- _PAGE EXCERPT_:
Korean battery maker LG Chem has raised €480m for its gigafactory in Poland.
The European Investment Bank says its loan to Polish subsidiary LG Chem Wroclaw Energy is a key part of building vital capacity for battery production. The company plans to build a fully integrated production system that will make all battery components from electrodes to cells, modules and packs for the first time in Europe.
“This first EIB operation with LG Chem Wroclaw Energy is significant for many reasons," said Teresa Czerwinska, Vice-President of the European Investment Bank, who oversees operations in Poland. "It helps Europe to build a critical mass in electric vehicle battery production at a pivotal time of electric vehicle commercialisation in Europe; it promotes a shift to electromobility and to a greener automotive industry; and it helps create new qualified jobs in an industrial region in transition to a new economic model.
The funding will support the construction of the manufacturing plant for advanced lithium-ion cells and batteries for battery-powered electric vehicles, but the project will also include technological transfer, the creation of around 1,800 jobs and research and development activities in south west Poland. This will create one of the largest gigafactories in the world.
The financing will be used for the construction and operation of highly automated plant for battery electric vehicles (BEVs). The EIB financing will cover around a third of the total project costs, estimated at €1.5bn, while the rest will come from the company’s own resources and from other financing sources.
Alongside smaller smaller production facilities on the same site, the gigafactory will be a fully smart factory with several newly developed cutting-edge technologies to mass-produce the latest generation of high energy density li-ion electrodes, cells, modules and battery packs. The gigafactory will produce over 35 GWh of battery systems a year, which can potentially power more than 500,000 electric cars.

- _DATASET EXTRACT_:
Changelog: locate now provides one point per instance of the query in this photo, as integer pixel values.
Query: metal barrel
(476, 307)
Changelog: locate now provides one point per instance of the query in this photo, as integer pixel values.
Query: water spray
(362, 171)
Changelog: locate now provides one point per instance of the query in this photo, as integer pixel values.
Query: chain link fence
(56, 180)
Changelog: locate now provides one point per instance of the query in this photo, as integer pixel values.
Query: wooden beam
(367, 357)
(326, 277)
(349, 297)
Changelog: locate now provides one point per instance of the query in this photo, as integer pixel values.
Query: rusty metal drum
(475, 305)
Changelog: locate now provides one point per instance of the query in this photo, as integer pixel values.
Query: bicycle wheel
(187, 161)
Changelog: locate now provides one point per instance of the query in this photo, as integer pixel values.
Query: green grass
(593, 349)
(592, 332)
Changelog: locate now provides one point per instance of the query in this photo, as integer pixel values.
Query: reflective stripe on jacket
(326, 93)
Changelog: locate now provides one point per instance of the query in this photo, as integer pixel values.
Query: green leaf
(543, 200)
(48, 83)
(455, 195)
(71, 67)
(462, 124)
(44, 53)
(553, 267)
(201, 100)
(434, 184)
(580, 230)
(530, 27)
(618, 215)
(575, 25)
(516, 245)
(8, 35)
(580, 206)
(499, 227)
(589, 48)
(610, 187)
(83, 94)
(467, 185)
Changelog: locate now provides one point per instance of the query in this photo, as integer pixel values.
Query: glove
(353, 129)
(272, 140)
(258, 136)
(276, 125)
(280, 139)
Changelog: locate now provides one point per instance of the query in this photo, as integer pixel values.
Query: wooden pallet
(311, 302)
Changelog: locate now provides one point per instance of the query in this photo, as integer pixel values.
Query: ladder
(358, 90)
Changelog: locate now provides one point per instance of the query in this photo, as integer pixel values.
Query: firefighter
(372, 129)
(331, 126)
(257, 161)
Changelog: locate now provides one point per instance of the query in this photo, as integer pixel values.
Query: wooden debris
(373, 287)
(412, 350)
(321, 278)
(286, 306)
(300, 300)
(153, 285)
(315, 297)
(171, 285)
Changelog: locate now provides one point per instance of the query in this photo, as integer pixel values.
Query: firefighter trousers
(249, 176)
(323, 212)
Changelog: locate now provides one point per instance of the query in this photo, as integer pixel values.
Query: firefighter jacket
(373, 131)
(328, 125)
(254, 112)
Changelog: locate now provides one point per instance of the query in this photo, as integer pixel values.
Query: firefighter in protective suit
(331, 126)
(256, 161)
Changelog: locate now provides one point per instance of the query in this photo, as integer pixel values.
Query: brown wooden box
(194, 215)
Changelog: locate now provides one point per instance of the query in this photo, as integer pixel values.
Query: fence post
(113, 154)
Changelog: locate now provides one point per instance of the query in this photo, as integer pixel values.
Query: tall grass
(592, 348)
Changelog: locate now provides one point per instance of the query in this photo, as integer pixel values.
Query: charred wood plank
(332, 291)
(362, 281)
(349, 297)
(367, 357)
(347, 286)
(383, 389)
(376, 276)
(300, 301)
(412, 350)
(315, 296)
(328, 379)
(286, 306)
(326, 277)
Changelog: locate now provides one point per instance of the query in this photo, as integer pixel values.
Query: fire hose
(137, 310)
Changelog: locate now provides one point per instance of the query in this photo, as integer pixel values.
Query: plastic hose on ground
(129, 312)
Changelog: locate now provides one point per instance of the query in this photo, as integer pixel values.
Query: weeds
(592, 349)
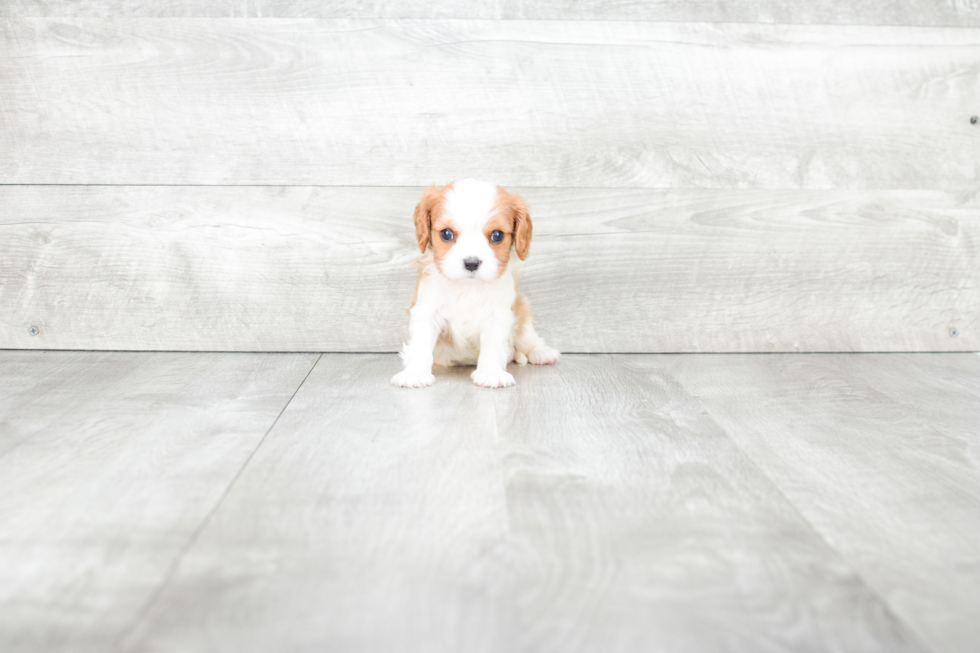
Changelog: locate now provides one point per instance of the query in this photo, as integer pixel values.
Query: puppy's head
(472, 226)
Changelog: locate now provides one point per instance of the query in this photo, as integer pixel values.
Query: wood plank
(920, 12)
(109, 462)
(591, 508)
(329, 269)
(371, 519)
(895, 495)
(526, 103)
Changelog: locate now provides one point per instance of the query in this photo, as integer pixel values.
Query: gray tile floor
(296, 502)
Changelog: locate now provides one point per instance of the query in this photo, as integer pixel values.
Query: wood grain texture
(525, 103)
(329, 269)
(591, 508)
(109, 462)
(962, 13)
(372, 520)
(895, 492)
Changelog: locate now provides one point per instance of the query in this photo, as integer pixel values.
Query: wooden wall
(803, 179)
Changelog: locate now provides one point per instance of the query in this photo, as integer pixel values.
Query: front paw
(492, 378)
(410, 379)
(544, 356)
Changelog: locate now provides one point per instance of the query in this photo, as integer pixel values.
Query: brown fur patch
(502, 220)
(426, 211)
(513, 208)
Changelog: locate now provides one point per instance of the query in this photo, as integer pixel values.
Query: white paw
(492, 378)
(410, 379)
(544, 356)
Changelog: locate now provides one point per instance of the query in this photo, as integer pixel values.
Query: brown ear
(522, 226)
(423, 216)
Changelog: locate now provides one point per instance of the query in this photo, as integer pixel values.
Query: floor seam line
(865, 584)
(141, 615)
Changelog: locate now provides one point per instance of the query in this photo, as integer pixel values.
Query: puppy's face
(472, 226)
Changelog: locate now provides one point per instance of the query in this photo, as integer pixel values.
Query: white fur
(475, 309)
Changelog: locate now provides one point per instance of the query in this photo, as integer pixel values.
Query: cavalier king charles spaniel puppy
(467, 309)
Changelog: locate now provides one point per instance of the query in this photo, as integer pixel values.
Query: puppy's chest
(466, 313)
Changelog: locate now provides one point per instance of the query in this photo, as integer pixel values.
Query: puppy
(467, 309)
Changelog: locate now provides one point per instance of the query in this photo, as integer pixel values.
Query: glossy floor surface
(297, 502)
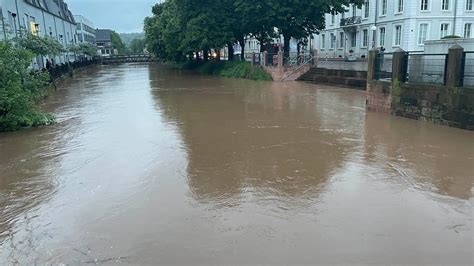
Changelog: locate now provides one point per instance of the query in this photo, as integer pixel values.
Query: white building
(393, 24)
(46, 18)
(85, 30)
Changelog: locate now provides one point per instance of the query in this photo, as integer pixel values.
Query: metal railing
(426, 68)
(306, 61)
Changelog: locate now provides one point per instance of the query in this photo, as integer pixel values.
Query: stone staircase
(339, 77)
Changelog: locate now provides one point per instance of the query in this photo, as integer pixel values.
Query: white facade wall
(85, 30)
(51, 25)
(411, 19)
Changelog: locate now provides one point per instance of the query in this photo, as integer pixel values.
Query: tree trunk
(286, 47)
(242, 46)
(230, 51)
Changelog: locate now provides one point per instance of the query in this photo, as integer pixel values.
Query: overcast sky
(123, 16)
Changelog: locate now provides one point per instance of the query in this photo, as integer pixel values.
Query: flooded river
(148, 165)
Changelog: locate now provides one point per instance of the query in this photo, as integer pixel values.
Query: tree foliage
(180, 29)
(83, 48)
(20, 89)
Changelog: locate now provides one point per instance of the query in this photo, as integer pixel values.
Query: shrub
(20, 90)
(230, 69)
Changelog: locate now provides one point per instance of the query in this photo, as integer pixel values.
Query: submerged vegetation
(21, 90)
(230, 69)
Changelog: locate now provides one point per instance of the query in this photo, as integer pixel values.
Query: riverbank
(229, 69)
(218, 151)
(23, 89)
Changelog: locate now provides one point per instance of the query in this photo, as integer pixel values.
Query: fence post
(372, 64)
(454, 67)
(399, 66)
(315, 57)
(280, 60)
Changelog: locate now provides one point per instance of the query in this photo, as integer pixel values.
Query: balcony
(351, 21)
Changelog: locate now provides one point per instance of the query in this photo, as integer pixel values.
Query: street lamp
(37, 29)
(374, 32)
(14, 23)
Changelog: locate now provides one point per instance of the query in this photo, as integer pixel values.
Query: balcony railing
(351, 21)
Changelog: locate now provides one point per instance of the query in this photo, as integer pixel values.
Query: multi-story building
(393, 24)
(105, 47)
(46, 18)
(85, 30)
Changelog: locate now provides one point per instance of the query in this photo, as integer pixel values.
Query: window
(400, 6)
(398, 35)
(341, 39)
(384, 7)
(424, 5)
(444, 30)
(467, 30)
(353, 39)
(366, 9)
(445, 5)
(365, 39)
(382, 36)
(422, 33)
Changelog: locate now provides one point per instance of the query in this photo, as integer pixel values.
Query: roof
(103, 35)
(56, 7)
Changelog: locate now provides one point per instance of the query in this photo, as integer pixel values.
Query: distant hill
(128, 37)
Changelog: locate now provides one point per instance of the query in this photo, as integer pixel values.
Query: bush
(451, 37)
(20, 90)
(230, 69)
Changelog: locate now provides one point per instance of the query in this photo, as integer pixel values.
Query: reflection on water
(151, 165)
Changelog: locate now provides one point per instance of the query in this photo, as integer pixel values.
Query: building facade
(45, 18)
(105, 47)
(85, 30)
(393, 24)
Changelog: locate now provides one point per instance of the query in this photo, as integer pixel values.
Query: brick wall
(378, 97)
(442, 105)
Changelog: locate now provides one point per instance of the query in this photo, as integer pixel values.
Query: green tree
(137, 46)
(83, 48)
(20, 90)
(179, 29)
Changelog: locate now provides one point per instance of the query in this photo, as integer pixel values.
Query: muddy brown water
(149, 165)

- _LIST OF TASKS_:
[1] List the battery components that the article on LG Chem's Polish gigafactory says the company plans to make, for the first time in Europe, in its fully integrated production system.
[2] Reproduce verbatim the passage of the article on LG Chem's Polish gigafactory from "The funding will" up to and including "other financing sources.".

- _COMPLETED EXERCISE_:
[1]
- Electrodes
- Cells
- Modules
- Packs

[2]
The funding will support the construction of the manufacturing plant for advanced lithium-ion cells and batteries for battery-powered electric vehicles, but the project will also include technological transfer, the creation of around 1,800 jobs and research and development activities in south west Poland. This will create one of the largest gigafactories in the world.
The financing will be used for the construction and operation of highly automated plant for battery electric vehicles (BEVs). The EIB financing will cover around a third of the total project costs, estimated at €1.5bn, while the rest will come from the company’s own resources and from other financing sources.